## Instructions to follow
Please rewrite the entries below, changing every "Bounding boxes" to "Box coordinates" and keeping everything else the same. Leave the pictures out of your answer.

## Working data
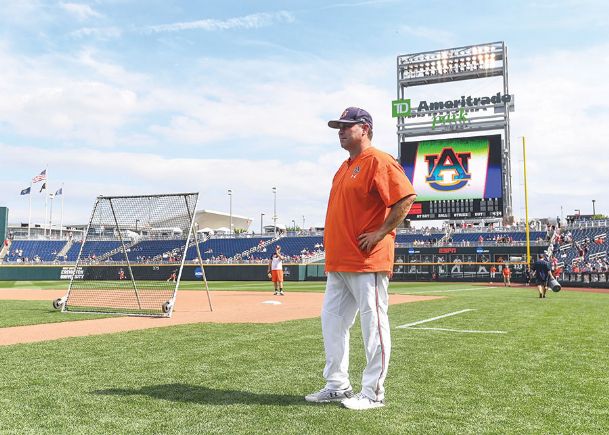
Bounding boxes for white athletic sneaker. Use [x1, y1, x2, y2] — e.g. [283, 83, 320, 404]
[340, 393, 385, 411]
[305, 388, 353, 403]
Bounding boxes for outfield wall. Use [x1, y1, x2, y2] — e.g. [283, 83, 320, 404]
[0, 242, 609, 288]
[0, 264, 306, 281]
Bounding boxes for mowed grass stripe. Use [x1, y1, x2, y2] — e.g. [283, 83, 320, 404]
[0, 283, 609, 434]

## The solution
Box coordinates for white athletic sneaker. Use [x1, y1, x2, y2] — e.g. [283, 83, 320, 404]
[340, 393, 385, 411]
[305, 388, 353, 403]
Box coordinates for outfield wall. Use [x1, y1, x2, y2] — e.g. [283, 83, 320, 404]
[0, 242, 609, 288]
[0, 264, 306, 281]
Box coordinates for mowed grass stripe. Use [x1, y1, x2, y2] — e.g. [283, 83, 320, 404]
[0, 283, 609, 434]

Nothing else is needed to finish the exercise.